▸ Aim: Extract every line of the records below that contains the word "terracotta", copying each in full. Case counts.

* Start The records *

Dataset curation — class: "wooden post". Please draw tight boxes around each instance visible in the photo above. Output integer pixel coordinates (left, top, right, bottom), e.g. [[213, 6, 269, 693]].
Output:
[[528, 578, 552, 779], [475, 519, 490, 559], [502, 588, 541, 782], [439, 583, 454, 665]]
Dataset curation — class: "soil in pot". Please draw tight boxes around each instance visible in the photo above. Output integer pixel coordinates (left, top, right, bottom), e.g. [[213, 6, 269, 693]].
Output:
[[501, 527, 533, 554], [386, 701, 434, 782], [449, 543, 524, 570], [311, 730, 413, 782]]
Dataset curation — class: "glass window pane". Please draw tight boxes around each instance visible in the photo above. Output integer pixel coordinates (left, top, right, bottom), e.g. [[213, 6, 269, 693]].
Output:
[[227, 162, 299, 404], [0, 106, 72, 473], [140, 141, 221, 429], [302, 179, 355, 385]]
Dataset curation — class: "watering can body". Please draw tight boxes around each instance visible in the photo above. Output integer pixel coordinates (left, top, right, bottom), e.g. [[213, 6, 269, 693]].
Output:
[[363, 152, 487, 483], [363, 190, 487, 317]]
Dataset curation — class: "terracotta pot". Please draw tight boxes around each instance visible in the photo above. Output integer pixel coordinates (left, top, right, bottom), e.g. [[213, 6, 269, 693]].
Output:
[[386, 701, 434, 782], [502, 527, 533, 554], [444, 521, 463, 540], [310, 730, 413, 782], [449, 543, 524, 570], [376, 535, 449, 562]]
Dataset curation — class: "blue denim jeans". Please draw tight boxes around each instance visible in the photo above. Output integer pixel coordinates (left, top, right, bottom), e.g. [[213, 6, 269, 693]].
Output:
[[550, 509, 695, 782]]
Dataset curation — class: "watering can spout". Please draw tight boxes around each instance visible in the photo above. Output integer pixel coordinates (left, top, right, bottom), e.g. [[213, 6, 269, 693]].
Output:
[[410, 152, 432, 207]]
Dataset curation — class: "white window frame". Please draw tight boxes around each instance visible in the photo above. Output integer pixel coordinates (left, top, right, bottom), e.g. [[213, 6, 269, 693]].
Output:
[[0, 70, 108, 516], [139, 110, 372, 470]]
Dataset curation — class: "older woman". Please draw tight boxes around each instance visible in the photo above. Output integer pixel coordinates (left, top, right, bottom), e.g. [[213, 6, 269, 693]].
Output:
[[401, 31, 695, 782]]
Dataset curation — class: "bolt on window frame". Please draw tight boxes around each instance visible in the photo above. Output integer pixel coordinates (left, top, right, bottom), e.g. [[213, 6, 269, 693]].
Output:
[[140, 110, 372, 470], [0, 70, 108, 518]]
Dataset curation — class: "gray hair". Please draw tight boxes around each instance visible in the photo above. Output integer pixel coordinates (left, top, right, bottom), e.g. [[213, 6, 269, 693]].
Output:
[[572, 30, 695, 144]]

* End The records *
* Start The records *

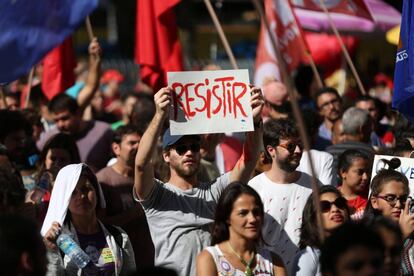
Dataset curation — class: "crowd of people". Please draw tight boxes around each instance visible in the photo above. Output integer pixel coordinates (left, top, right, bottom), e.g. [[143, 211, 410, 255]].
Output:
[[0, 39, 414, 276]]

* End The records *
* Start The records *

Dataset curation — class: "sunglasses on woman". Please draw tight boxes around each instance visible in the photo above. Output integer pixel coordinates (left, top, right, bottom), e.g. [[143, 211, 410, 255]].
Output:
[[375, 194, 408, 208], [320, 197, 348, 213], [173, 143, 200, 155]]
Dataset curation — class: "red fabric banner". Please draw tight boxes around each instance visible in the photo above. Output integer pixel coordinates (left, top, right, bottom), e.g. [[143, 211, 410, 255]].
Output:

* End The records *

▸ Right answer:
Dataset curation — class: "terracotta pot". Please draw tight boxes around each instance visible in the photo above. Output integer pixel coordinates (left, top, right, bottom), e.g. [[213, 6, 269, 693]].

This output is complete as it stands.